__Exercise aim__
Every line of the data must be copied exactly.

__Stored rows__
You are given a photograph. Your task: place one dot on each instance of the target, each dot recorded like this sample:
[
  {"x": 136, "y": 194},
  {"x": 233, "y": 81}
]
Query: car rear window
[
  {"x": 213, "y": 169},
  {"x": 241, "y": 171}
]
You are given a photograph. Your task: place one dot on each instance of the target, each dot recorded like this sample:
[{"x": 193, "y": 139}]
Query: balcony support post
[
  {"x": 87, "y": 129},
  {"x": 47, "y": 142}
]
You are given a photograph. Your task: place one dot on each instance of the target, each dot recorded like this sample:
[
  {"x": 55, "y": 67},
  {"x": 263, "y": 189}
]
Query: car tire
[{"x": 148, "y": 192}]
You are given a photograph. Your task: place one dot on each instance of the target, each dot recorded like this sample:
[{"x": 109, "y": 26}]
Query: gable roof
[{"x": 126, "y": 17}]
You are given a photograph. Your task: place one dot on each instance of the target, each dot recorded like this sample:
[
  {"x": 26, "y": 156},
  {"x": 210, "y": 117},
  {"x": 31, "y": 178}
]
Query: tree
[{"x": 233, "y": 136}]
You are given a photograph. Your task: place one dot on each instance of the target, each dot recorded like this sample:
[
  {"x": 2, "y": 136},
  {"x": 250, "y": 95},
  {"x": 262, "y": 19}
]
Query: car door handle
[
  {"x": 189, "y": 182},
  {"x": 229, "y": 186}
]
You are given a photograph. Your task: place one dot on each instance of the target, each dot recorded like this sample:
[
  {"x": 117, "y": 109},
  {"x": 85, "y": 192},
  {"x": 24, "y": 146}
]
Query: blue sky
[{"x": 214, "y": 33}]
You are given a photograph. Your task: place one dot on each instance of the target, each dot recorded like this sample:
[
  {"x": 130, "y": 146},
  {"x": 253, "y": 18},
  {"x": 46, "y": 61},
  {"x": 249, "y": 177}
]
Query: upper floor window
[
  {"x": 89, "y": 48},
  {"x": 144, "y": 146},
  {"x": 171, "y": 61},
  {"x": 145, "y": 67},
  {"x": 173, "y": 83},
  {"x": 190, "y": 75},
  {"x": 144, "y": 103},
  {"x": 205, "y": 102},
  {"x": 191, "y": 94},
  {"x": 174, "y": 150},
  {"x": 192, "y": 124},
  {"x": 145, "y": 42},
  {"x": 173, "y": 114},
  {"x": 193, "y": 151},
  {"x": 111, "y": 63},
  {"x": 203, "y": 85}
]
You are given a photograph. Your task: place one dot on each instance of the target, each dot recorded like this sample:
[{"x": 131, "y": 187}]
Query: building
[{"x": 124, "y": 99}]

__Result of the exercise__
You are given a photograph. Your task: place one dot on each instance of the target, each dot recorded like this sample:
[
  {"x": 136, "y": 194},
  {"x": 233, "y": 81}
]
Query: car rear window
[
  {"x": 213, "y": 169},
  {"x": 241, "y": 171}
]
You are given a photograph. Your task: place one dot on each instance of the target, each dot recorded like this sample:
[{"x": 193, "y": 139}]
Query: balcony support post
[
  {"x": 87, "y": 129},
  {"x": 47, "y": 142}
]
You are given a photograph. Your task: place one dot on each instance of the target, each dot recorded like this sample:
[
  {"x": 55, "y": 67},
  {"x": 263, "y": 189}
]
Query: car tire
[{"x": 148, "y": 192}]
You are given a photograph. Your task: place one dot on each instance of the target, each dot recorded like this sample:
[{"x": 109, "y": 26}]
Query: gable roof
[{"x": 126, "y": 17}]
You are given a photograph. Your task: place one dot on each instance of the target, each dot recorded like this sample:
[
  {"x": 26, "y": 156},
  {"x": 210, "y": 117},
  {"x": 31, "y": 178}
]
Query: tree
[{"x": 233, "y": 136}]
You are given a photograph. Your task: place one dot on each instance of the target, each dot recorded like this sample:
[
  {"x": 2, "y": 136},
  {"x": 250, "y": 95},
  {"x": 262, "y": 19}
]
Query: car door handle
[
  {"x": 189, "y": 182},
  {"x": 229, "y": 186}
]
You are given a photograph. Your task: place one dot on each instance of the target, each dot recorded like this sample:
[
  {"x": 117, "y": 109},
  {"x": 85, "y": 192},
  {"x": 24, "y": 146}
]
Query: blue sky
[{"x": 214, "y": 33}]
You are given a photograph. Your task: place one dot on each instance of the target, each dot recorded like this sample:
[
  {"x": 130, "y": 146},
  {"x": 253, "y": 18},
  {"x": 46, "y": 61},
  {"x": 249, "y": 177}
]
Query: upper floor window
[
  {"x": 89, "y": 48},
  {"x": 144, "y": 146},
  {"x": 171, "y": 61},
  {"x": 145, "y": 67},
  {"x": 173, "y": 83},
  {"x": 190, "y": 75},
  {"x": 144, "y": 103},
  {"x": 205, "y": 102},
  {"x": 191, "y": 94},
  {"x": 174, "y": 150},
  {"x": 192, "y": 124},
  {"x": 145, "y": 42},
  {"x": 173, "y": 114},
  {"x": 193, "y": 151},
  {"x": 111, "y": 63},
  {"x": 203, "y": 85}
]
You are given a photograph. Your task: place one dot on each instance of the target, each dot recorded like this sample:
[{"x": 131, "y": 187}]
Query: building
[{"x": 124, "y": 99}]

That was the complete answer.